--- Auszug ---
* * *

Louis-Ferdinand Céline - Tod auf Kredit / Mort à crédit

  • Über den Autor:
    Louis-Ferdinand Céline (eigentlich Louis-Ferdinand Destouches) wurde am 27. Mai 1894 in Courbevoie geboren. Als Sohn armer Eltern musste er bereits mit zwölf Jahren arbeiten. 1914 meldete er sich freiwillig; er wurde schwer verwundet und mit hohen Orden ausgezeichnet. Aus dem Militärdienst entlassen, nahm er seine durch den Krieg unterbrochenen medizinischen Studien wieder auf und erwarb den Doktortitel. Danach arbeitete er als Armenarzt und an verschiedenen städtischen Kliniken. In den Jahren 1921 bis 1925 bereiste er im Auftrag des Völkerbundes als Schiffsarzt die Küsten Afrikas und Amerikas. Von 1926 bis 1936 war er in leitender Stellung an der Staatsklinik in Clichy tätig.

* * *

--- Aufgaben ---
1. Geben Sie aus dem Text über Céline den Abschnitt zwischen „Louis-Ferdinand Céline - Tod“ und „in Clichy tätig.“ wortgetreu aus, beide Stellen eingeschlossen.
2. Fahren Sie mit dem Text über Céline im Anschluss an seinen letzten Satz fort.

* * *

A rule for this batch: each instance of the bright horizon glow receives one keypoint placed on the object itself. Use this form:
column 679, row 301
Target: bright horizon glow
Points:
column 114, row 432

* * *

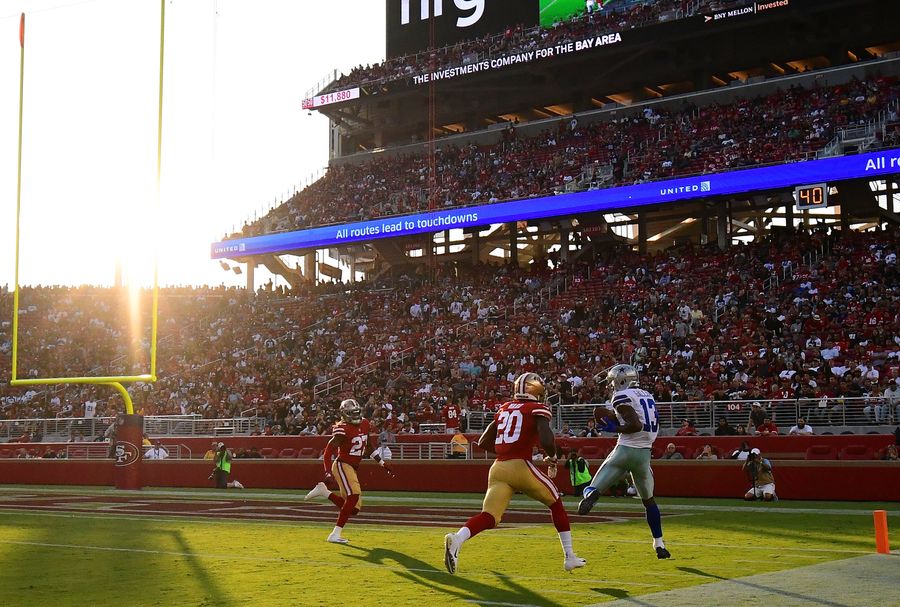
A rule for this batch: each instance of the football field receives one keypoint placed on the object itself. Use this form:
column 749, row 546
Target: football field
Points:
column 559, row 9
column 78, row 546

* * *

--- Lösungen ---
1.
Louis-Ferdinand Céline - Tod auf Kredit / Mort à crédit

  • Über den Autor:
    Louis-Ferdinand Céline (eigentlich Louis-Ferdinand Destouches) wurde am 27. Mai 1894 in Courbevoie geboren. Als Sohn armer Eltern musste er bereits mit zwölf Jahren arbeiten. 1914 meldete er sich freiwillig; er wurde schwer verwundet und mit hohen Orden ausgezeichnet. Aus dem Militärdienst entlassen, nahm er seine durch den Krieg unterbrochenen medizinischen Studien wieder auf und erwarb den Doktortitel. Danach arbeitete er als Armenarzt und an verschiedenen städtischen Kliniken. In den Jahren 1921 bis 1925 bereiste er im Auftrag des Völkerbundes als Schiffsarzt die Küsten Afrikas und Amerikas. Von 1926 bis 1936 war er in leitender Stellung an der Staatsklinik in Clichy tätig.

2.
    Sein erster Roman "Reise ans Ende der Nacht" ( 1932 ) machte ihn mit einem Schlag berühmt; Céline galt fortan als literarischer Neuerer von der Bedeutung eines James Joyce. Dies Urteil bestätigt sein zweiter Roman "Tod auf Kredit" ( 1936 ). Nach einer Reise in die Sowjet-Union veröffentlichte Céline "Mea Culpa" ( 1937 ), eine Absage an seine kommunistischen Ideale. Mit zwei extrem antisemitischem Büchern "L'École des cadavres" und "Bagatelles pour un massacre" (beide 1938 ), geriet er ins Fahrwasser des Faschismus und musste deshalb der Vichy-Regierung 1944 nach Sigmaringen folgen. Er schilderte das Ende Hitler-Deutschlands in der Roman-Trilogie "Von einem Schloss zum anderen" ( 1957 ), "Norden" ( 1960 ), und "Rigodon" ( 1969 ) als makabre, grausige Farce. Nach der deutschen Niederlage floh Céline nach Dänemark; Frankreich forderte seine Auslieferung vergebens. Später wurde er amnestiert und kehrte in seine Heimat zurück, wo er als Armenarzt ein kümmerliches Dasein fristet. Louis-Ferdinand Céline starb am 01. Juli 1961. (Klappentext)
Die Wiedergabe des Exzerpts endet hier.